Zhang et al. (2021b) utilized an autoencoder as a generator. To avoid the vanishing-gradient problem when combining with the self-attention mechanism, they adopted a discriminator based on a relativistic GAN (Vaswani et al. 2017). In the training phase, the generator produced a future frame based on the historical clips of a video, and then the predicted future frame with its ground truth was fed into the discriminator. If the requirement of the discriminator was not met, training continued until the generator generated a frame that sufficiently confused the discriminator. In the testing phase, they compared the error between the future frame generated by the generator with its ground truth. If the error was greater than a known threshold, the generator failed to predict the development process of the event, which was marked as an abnormal event.

8.5.4 NM-GAN

Chen et al. (2021a) proposed an end-to-end pipeline called NM-GAN for video anomaly detection. Their NM-GAN combined the reconstruction-based (Ribeiro et al. 2018) and GAN-based approaches (Sabokrou et al. 2018). Although the reconstruction-based approach is criticized for the uncertainty it brings to the unobserved samples, it is more conducive to obtain results in real-world applications (Chen et al. 2021a).

8.5.5 DE-GAN

A double-encoder network enables the deep learning model to generate images of the underlying representation in the training phase. Han et al. (2020) proposed a DE-GAN architecture to detect abnormal crowd events. They removed fully connected hidden layers for deeper architectures and then used ReLU activation in a generator for all layers except for the output. In the discriminator, Tanh and Leaky ReLU activation was employed for all layers.

→ Dataset rows

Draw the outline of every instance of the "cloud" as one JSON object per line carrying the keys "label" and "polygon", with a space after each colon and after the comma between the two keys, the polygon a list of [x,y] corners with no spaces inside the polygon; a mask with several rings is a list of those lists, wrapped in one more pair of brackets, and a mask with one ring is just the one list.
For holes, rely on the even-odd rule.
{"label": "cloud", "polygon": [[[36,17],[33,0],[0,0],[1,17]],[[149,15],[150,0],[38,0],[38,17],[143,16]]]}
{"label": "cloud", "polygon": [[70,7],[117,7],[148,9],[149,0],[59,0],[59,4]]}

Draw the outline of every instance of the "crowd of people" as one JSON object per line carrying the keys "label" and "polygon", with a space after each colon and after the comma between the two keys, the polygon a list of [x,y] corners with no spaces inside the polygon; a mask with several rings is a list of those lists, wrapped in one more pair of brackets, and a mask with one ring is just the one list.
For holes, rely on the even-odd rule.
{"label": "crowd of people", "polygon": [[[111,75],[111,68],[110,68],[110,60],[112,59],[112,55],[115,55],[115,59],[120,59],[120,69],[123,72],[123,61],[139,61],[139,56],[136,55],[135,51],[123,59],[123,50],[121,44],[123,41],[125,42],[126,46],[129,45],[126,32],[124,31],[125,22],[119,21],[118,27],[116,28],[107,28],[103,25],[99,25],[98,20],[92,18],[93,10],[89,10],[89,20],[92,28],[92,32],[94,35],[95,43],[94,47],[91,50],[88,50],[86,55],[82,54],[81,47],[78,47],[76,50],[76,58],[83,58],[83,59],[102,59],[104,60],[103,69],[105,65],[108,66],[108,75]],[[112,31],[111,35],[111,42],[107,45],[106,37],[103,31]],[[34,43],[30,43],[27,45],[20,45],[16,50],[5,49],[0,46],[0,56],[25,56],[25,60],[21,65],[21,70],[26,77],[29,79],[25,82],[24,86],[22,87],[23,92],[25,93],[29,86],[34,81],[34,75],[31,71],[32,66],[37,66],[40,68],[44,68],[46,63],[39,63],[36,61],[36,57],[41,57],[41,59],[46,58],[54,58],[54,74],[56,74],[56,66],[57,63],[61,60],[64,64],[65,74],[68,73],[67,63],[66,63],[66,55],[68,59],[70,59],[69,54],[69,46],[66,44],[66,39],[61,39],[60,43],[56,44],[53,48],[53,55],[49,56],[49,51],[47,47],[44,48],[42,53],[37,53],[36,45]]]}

→ Problems to work on
**1.** Reproduce the stretch of the GAN anomaly-detection passage from "8.5.4 NM-GAN" through "for all layers.", copying it word for word.
**2.** Count the lines of the listing that contain the string "between" and give only that number.

→ Outputs for the tasks
**1.**
8.5.4 NM-GAN

Chen et al. (2021a) proposed an end-to-end pipeline called NM-GAN for video anomaly detection. Their NM-GAN combined the reconstruction-based (Ribeiro et al. 2018) and GAN-based approaches (Sabokrou et al. 2018). Although the reconstruction-based approach is criticized for the uncertainty it brings to the unobserved samples, it is more conducive to obtain results in real-world applications (Chen et al. 2021a).

8.5.5 DE-GAN

A double-encoder network enables the deep learning model to generate images of the underlying representation in the training phase. Han et al. (2020) proposed a DE-GAN architecture to detect abnormal crowd events. They removed fully connected hidden layers for deeper architectures and then used ReLU activation in a generator for all layers except for the output. In the discriminator, Tanh and Leaky ReLU activation was employed for all layers.

**2.** 2